So if everyone has the same offerings, small wonder retailers are going out of business, left and right.   Small wonder consumers are reluctant to buy anything.  Not only are they short of cash and credit, but they already have a half dozen of whatever it is being offered in any outlet at any given time.   I hear friends tell me, “who needs it?   I already have plenty of those.”

In a nation that prides itself in originality, there are few places carrying original goods.  Perhaps it is time to see more retail outlets offering smaller batches of merchandise from original designers and suppliers.  I realize there are economies of scale, but with staples there are alternate solutions to overcoming the challenges of economy of scale.   It would be nice for a change to not see everyone wearing the same thing or finding in a house the same layout as the last house.   With some merchandise, pots and pans, for example, sure it will be the same.   But furniture?

Perhaps we need a more educated consumer.  Pundits claim we are educated through the Internet, but do we really know the difference in woods in furniture, the types of finish, the distinctions in quality?   Having watched shoppers in furniture stories, I would think not.   In fact, the level of ignorance about the goods we are laying out money for is fairly astounding.

Maybe one way to stimulate this economy is to be a little more original.   To understand quality and craftsmanship and realize the best things are built to last.  Use them, wear them and allow them to take on the vintage textures of an original creation.   Don’t buy junk, because it has a label you can recognize.

Of course the original designers in time may become popular.  Once they do they will scale up production as people rush to buy their goods.   They will buy blindly, with great faith it will boost their status in the eyes of others.   And then these original products will become so popular we will have…branding.  Oh, well.

------------------------------------------------

TASK SET.
• A. What example does the text on retail give of merchandise that will always be the same?
• B. Repeat everything from "Maybe one way" down to "you can recognize." in the text on retail, changing "craftsmanship" to "workmanship".

RECORD EXCERPTS.
------------------------------------------------

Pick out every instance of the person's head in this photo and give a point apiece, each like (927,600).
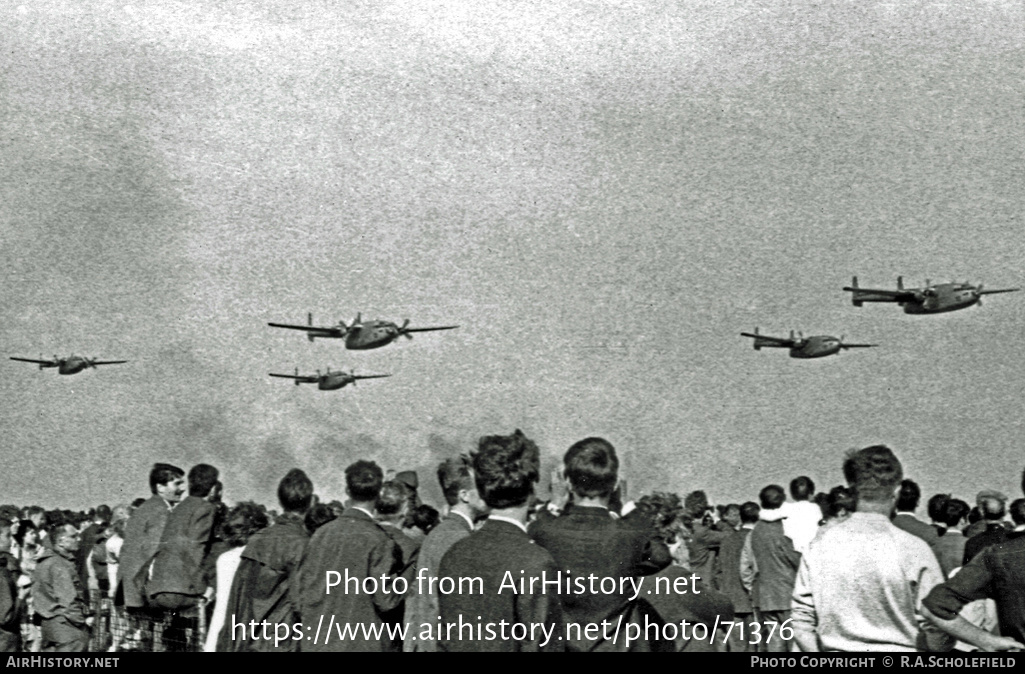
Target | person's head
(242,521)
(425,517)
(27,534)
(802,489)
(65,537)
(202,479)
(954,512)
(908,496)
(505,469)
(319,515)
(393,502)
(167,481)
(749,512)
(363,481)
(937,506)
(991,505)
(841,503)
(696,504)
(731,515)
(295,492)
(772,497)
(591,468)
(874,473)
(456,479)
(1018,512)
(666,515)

------------------------------------------------

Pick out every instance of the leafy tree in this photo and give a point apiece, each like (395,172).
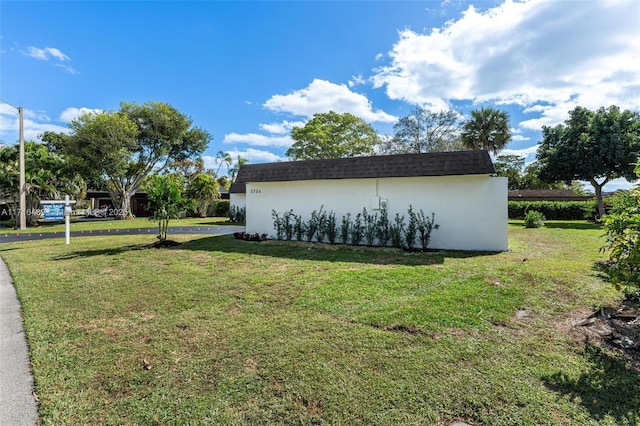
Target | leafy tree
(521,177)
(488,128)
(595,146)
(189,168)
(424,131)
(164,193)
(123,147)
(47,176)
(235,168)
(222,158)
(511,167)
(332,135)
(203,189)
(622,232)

------------------------------------------------

EXERCISE RESULTS.
• A. Pots and pans.

• B.
Maybe one way to stimulate this economy is to be a little more original.   To understand quality and workmanship and realize the best things are built to last.  Use them, wear them and allow them to take on the vintage textures of an original creation.   Don’t buy junk, because it has a label you can recognize.